■ WORK REQUIRED: Each record below is to be reproduced without any change.

■ Point labeling examples:
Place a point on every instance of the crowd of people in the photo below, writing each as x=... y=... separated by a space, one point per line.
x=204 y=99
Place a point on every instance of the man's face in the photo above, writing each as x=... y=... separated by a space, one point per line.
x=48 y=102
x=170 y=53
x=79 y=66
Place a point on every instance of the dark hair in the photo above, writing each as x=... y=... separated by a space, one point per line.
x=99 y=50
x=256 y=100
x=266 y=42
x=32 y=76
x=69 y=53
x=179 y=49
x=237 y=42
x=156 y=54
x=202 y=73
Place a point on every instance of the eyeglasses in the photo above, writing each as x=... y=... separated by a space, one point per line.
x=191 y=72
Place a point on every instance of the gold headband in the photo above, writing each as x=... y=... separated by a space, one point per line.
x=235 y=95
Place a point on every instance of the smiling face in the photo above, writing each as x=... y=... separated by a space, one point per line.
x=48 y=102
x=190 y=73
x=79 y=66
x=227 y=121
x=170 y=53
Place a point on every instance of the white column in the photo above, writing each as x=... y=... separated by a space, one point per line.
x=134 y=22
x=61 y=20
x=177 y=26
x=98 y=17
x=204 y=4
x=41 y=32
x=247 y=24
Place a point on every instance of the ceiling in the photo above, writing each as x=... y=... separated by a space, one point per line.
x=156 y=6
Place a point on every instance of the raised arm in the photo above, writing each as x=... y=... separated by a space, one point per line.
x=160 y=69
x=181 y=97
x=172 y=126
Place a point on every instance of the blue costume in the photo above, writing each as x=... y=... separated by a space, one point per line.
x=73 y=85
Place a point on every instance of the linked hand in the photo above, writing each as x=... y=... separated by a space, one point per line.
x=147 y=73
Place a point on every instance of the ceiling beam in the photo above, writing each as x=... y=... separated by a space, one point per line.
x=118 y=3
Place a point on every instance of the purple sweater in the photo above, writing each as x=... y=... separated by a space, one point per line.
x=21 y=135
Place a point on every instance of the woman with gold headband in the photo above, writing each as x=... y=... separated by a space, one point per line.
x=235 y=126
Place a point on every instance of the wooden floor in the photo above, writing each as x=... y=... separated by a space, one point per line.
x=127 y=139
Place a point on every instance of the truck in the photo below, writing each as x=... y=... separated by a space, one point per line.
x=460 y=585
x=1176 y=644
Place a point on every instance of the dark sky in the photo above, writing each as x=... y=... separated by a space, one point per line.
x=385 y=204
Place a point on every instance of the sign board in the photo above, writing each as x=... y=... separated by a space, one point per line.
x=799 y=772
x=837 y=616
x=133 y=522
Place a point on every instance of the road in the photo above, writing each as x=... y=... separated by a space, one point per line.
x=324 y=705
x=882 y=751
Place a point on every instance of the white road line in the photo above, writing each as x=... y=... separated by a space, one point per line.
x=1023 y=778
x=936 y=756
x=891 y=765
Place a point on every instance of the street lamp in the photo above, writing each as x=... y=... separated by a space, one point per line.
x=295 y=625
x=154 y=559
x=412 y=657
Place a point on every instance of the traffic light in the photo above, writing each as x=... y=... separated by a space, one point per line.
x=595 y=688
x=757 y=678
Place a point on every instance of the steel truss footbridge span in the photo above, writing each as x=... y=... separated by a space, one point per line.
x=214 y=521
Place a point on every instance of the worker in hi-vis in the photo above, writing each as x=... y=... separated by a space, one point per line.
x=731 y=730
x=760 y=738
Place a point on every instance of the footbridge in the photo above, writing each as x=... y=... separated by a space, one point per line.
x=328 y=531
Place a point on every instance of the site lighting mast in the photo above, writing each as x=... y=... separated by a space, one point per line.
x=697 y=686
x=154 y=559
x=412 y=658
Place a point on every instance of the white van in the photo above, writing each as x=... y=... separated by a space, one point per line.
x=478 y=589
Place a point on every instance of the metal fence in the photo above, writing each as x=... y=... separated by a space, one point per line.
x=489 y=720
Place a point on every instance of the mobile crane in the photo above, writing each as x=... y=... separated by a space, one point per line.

■ ANSWER:
Place a point on every instance of the crowd of people in the photo below, writing each as x=... y=... separated by a space, one point per line.
x=204 y=99
Place a point on every instance of the man's face in the photo above, writing each as x=... y=... separated by a space, one point per line.
x=48 y=102
x=170 y=53
x=79 y=66
Place a point on every instance of the dark hair in the photo above, writing each as x=... y=... separated by a space, one point per line.
x=99 y=50
x=256 y=100
x=266 y=42
x=32 y=76
x=69 y=53
x=179 y=49
x=237 y=42
x=156 y=54
x=202 y=73
Place a point on every instance of the eyeglasses in the photo above, writing each as x=... y=... separated by a space, one point per line.
x=191 y=72
Place a point on every instance of the gold headband in the photo above, writing each as x=... y=... separated by a space, one point per line.
x=235 y=95
Place a point on every instance of the smiling face in the photo above, writing each as x=... y=... separated by a space, one point per line.
x=48 y=102
x=190 y=73
x=79 y=66
x=227 y=121
x=170 y=53
Place a point on every instance of the white column in the photo above, writing each as x=... y=... separated by a space, one point per line.
x=134 y=22
x=61 y=20
x=177 y=26
x=98 y=17
x=204 y=4
x=41 y=32
x=247 y=24
Place a point on every instance of the ceiling in the photo above, writing each as x=... y=... separated by a space, one point per line.
x=156 y=6
Place a point on every instance of the raised arm in the photo above, writing each as x=... y=... separated by a space, one point per line.
x=160 y=69
x=181 y=97
x=172 y=126
Place a point on every instance of the blue costume in the photo above, writing each as x=... y=... separated by a space, one point per line.
x=73 y=85
Place a point on every instance of the linked hand in the photo above, writing each as x=... y=... separated by a space, one point per line.
x=147 y=73
Place a point on every instance of the ceiling beam in the photo above, writing each as x=... y=... separated by a space, one point per line.
x=118 y=3
Place a point on every instance of the purple sweater in the photo above, writing each as x=... y=... separated by a space, one point per line.
x=21 y=135
Place a point on every instance of the woman with gold headband in the photo above, writing each as x=... y=... separated by a space, one point per line.
x=235 y=126
Place a point on every instance of the wooden floor in the photo above, writing each as x=... y=... separated by a space, one point per line.
x=127 y=139
Place a point on every instance of the truck in the photo below, writing each as x=... y=... separated by a space, one point per line.
x=460 y=585
x=1176 y=644
Place a point on every instance of the dark sky in the photo above, writing each as x=... y=... separated by a space, one point per line.
x=385 y=204
Place a point on every instance of the sign board in the photo above, writing each as x=... y=... separated by a space, one point per line.
x=799 y=772
x=837 y=616
x=133 y=522
Place a point on every instance of the road in the photo above, writing each as x=... y=... separated by a space, one point per line.
x=324 y=705
x=882 y=751
Place a point on every instance of the white road line in the photo above, writing each as x=... y=... separated by a space, one point per line.
x=1023 y=778
x=936 y=756
x=891 y=765
Place a point on every instance of the street lamp in the photo above, writing each as x=... y=... separated by a space, one point per line.
x=295 y=625
x=154 y=559
x=412 y=657
Place a point on every instance of the traffic light in the photo above, writing each as x=... y=... separated by a space, one point per line.
x=595 y=688
x=757 y=678
Place a point on every instance of the steel truss footbridge span in the photo above, writing each as x=... y=... separated by a space, one point per line.
x=214 y=521
Place a point on every instance of the worker in hi-vis in the photo above, writing each as x=... y=... separated by a space, one point per line.
x=731 y=730
x=760 y=738
Place a point on every instance of the footbridge in the photo above, writing each as x=... y=... separated by a space, one point per line.
x=328 y=531
Place a point on every instance of the site lighting mast in the photo above, writing each as x=... y=... separated by a space, one point per line.
x=697 y=686
x=154 y=559
x=412 y=658
Place a point on every instance of the white van in the photo above, writing each as x=... y=... separated by a space, one point per line.
x=478 y=589
Place a point on every instance of the metal fence in the photo above, writing each as x=... y=... separated by a space, one point per line.
x=489 y=720
Place a point on every instance of the mobile crane in the photo above, writing each as x=... y=... separated by a space, one point per line.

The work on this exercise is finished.